§ WHAT TO WORK ON: Every line in the entries where "image" is found should be copied.

§ Free-text object descriptions:
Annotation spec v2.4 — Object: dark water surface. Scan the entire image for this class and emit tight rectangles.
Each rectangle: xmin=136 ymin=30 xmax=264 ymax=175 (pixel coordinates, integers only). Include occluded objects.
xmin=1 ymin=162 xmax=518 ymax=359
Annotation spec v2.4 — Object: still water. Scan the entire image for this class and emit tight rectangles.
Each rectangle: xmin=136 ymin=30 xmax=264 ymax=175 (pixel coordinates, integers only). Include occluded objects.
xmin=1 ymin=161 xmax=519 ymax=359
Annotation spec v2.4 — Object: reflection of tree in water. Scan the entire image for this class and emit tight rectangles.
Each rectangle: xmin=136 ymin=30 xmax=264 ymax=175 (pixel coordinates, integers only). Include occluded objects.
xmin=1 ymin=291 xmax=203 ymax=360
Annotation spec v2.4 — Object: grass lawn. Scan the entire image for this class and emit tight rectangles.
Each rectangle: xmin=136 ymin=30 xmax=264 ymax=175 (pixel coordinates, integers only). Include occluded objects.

§ SOLUTION TO THIS EXERCISE:
Annotation spec v2.4 — Object: dark water surface. Scan the entire image for this class and emit tight rectangles.
Annotation spec v2.4 — Object: still water. Scan the entire image for this class and emit tight rectangles.
Annotation spec v2.4 — Object: reflection of tree in water. Scan the entire image for this class and emit tight rectangles.
Annotation spec v2.4 — Object: grass lawn. Scan the entire image for this class and emit tight rectangles.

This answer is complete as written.